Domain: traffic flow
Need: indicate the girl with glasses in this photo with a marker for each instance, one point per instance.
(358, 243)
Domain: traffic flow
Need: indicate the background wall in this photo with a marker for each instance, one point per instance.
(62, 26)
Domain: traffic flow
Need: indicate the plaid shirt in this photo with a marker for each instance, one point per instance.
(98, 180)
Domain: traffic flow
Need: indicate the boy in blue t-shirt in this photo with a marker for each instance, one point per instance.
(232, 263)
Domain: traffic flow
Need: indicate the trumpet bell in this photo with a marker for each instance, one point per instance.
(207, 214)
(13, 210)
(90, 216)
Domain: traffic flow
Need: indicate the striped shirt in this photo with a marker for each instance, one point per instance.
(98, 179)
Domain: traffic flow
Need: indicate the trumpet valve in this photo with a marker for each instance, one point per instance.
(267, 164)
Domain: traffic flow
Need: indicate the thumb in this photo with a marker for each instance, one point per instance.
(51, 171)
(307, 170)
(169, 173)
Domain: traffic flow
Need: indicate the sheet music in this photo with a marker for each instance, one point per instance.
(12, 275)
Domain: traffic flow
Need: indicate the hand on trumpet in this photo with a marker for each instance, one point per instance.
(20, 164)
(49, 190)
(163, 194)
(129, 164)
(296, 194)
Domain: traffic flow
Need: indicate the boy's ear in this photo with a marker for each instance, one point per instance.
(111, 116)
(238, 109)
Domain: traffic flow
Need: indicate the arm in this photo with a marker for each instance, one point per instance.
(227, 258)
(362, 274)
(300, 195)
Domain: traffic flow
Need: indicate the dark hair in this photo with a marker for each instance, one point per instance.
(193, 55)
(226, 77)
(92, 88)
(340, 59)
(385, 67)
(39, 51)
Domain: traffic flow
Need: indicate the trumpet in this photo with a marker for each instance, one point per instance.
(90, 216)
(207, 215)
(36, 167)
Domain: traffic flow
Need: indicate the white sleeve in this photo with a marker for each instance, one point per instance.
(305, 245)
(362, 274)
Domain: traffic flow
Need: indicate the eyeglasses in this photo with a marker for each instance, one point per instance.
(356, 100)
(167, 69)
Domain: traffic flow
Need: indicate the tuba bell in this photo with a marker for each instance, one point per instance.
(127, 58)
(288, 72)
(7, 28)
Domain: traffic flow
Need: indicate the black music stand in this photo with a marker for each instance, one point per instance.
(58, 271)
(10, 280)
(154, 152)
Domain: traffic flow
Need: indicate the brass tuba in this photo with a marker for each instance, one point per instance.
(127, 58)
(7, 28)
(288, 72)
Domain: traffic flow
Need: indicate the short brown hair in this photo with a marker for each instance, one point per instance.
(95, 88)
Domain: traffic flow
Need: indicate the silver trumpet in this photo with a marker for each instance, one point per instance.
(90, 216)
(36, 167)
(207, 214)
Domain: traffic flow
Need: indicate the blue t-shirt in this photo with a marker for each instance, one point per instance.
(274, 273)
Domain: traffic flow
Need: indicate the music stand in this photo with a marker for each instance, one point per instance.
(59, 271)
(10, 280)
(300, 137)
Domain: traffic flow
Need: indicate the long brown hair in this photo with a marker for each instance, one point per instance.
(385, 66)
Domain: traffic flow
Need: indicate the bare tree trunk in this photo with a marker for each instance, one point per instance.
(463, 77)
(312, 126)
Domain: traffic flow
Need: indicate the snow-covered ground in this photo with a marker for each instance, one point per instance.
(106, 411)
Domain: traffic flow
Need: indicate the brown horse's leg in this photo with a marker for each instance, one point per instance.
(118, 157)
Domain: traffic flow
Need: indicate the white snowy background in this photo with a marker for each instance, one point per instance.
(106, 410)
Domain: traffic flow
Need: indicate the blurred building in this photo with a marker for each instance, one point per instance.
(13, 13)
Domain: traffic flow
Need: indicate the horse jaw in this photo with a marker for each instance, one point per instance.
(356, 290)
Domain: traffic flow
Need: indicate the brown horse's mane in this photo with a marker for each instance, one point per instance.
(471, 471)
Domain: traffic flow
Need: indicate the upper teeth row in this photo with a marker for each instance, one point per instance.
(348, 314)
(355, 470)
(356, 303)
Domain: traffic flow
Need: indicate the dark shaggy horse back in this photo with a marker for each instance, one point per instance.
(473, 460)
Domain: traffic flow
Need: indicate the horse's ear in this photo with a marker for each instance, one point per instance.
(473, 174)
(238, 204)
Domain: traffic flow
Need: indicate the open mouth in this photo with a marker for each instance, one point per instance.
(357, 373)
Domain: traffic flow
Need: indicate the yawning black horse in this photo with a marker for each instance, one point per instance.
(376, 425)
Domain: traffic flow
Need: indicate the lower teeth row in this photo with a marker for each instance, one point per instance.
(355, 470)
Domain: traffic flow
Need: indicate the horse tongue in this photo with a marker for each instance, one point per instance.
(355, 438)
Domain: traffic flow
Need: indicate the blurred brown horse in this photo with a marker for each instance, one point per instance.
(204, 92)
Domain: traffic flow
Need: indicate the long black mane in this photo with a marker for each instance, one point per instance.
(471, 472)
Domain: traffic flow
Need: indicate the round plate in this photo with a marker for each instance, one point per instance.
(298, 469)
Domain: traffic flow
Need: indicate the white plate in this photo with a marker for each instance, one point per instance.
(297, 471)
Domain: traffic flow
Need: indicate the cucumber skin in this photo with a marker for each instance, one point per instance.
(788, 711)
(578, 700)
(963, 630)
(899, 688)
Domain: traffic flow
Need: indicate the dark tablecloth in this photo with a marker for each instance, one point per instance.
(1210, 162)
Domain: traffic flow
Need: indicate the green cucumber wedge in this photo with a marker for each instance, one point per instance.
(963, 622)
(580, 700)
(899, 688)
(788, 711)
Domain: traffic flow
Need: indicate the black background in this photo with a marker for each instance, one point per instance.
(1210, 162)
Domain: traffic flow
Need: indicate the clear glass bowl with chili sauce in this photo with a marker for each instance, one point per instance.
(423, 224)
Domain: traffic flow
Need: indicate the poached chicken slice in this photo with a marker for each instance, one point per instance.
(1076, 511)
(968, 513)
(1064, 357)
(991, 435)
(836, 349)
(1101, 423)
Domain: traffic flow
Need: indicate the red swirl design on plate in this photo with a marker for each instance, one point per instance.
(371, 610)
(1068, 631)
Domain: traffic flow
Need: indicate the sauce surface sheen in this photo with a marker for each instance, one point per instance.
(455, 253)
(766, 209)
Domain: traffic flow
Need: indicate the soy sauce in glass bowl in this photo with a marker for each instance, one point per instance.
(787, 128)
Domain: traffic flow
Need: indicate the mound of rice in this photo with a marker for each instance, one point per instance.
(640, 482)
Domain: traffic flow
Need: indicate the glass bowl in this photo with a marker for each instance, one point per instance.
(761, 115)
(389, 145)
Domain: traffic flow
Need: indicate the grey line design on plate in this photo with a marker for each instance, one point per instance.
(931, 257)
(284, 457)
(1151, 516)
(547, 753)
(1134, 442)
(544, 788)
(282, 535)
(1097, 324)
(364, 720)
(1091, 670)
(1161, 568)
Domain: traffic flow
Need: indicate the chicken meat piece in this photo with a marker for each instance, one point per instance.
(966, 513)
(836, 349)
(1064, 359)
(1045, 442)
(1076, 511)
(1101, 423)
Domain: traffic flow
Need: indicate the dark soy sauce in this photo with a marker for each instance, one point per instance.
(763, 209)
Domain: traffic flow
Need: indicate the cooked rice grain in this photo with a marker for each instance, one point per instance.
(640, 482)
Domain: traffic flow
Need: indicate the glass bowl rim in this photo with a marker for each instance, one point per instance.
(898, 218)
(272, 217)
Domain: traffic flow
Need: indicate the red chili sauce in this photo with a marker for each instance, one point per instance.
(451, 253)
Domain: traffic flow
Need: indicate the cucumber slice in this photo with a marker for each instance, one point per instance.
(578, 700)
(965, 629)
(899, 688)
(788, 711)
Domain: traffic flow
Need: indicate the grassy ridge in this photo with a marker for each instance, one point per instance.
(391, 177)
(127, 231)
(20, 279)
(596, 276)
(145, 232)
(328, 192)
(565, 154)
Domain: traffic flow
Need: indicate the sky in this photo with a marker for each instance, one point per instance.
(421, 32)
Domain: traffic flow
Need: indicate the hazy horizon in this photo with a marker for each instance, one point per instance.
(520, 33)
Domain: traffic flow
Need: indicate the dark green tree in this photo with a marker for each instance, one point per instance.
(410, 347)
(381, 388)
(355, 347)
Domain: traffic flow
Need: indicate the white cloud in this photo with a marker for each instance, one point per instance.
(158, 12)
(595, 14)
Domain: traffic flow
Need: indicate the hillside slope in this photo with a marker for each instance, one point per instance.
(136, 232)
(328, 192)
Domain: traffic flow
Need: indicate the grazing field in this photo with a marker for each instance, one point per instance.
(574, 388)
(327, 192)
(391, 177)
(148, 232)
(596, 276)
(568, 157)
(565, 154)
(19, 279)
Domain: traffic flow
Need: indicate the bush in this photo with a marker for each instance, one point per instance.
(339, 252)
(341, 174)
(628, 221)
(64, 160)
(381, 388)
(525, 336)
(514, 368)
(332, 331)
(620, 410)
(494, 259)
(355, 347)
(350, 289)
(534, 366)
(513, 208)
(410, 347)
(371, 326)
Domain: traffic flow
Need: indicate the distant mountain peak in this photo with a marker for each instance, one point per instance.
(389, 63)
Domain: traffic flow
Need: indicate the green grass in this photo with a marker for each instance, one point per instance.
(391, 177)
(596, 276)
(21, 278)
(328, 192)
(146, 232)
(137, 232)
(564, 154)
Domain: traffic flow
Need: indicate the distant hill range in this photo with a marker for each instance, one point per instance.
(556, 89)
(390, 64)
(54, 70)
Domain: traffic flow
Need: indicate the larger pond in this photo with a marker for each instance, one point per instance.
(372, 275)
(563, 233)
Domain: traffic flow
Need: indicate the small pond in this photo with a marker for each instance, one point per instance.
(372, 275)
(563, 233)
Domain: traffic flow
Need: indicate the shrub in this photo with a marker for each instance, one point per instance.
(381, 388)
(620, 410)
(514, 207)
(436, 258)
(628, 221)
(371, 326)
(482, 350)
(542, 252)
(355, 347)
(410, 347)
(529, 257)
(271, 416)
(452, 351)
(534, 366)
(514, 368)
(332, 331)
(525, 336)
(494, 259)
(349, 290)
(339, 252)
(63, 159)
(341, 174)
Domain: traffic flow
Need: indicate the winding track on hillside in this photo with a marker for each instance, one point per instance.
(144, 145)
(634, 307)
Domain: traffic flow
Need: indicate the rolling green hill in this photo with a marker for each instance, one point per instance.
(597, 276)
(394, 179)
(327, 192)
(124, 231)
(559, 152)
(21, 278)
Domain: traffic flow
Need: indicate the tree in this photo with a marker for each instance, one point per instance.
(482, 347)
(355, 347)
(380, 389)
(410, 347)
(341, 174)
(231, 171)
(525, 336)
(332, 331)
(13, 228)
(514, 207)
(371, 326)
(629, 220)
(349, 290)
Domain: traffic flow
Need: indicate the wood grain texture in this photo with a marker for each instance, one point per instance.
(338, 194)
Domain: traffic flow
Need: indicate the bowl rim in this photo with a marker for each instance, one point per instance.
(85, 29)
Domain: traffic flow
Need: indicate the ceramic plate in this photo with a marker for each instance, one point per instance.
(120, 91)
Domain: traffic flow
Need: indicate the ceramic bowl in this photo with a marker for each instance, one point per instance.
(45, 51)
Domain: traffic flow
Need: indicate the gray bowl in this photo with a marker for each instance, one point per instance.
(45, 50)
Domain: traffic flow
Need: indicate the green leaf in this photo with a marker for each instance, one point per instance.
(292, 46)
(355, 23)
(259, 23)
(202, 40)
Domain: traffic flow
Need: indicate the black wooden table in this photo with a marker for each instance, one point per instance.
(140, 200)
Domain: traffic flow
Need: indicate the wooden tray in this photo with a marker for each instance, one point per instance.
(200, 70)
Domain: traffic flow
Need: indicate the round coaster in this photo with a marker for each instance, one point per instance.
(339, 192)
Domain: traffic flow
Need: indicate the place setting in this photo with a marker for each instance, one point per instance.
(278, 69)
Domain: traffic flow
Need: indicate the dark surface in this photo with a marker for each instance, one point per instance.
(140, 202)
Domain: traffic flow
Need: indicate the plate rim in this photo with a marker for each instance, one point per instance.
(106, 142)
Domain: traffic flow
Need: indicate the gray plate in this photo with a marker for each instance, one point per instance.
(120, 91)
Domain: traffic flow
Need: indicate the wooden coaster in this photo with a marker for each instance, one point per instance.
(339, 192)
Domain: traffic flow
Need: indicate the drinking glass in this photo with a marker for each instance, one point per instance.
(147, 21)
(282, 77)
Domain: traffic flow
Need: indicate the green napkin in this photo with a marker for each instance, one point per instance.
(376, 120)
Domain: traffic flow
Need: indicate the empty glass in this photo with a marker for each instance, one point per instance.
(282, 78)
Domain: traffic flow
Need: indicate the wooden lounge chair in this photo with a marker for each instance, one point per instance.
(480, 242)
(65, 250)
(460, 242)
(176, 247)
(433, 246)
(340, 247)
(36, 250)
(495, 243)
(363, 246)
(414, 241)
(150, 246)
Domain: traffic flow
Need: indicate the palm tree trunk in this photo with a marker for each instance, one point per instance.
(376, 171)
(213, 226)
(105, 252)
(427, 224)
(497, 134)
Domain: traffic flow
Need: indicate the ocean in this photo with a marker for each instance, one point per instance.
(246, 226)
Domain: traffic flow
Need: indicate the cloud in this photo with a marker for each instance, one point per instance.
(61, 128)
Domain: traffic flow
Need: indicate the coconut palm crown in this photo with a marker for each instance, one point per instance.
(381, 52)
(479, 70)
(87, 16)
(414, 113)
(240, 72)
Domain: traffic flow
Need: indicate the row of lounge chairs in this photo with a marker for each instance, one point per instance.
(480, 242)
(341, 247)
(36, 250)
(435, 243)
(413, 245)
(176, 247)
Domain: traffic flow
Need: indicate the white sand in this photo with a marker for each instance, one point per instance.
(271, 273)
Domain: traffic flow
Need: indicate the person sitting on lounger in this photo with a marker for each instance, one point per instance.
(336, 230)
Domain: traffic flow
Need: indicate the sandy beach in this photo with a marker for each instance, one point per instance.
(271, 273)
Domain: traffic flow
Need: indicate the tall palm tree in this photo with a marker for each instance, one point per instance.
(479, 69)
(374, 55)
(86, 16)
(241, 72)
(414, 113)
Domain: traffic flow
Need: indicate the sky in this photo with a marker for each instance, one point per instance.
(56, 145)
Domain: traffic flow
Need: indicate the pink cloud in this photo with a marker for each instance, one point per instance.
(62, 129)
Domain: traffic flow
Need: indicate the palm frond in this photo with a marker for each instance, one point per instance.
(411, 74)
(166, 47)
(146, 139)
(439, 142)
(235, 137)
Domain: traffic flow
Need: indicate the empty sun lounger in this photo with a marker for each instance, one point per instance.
◆ ◆ ◆ ◆ ◆
GIVEN PROBLEM: Gather every line of the listing above that contains the word "grain", and copy each one in full.

COMPLETE ANSWER:
Need: indicate the cooked rice grain in this photo with a marker for each instance, one point per instance.
Need: indicate the wood grain texture in this photo with a marker for each instance, one point per instance.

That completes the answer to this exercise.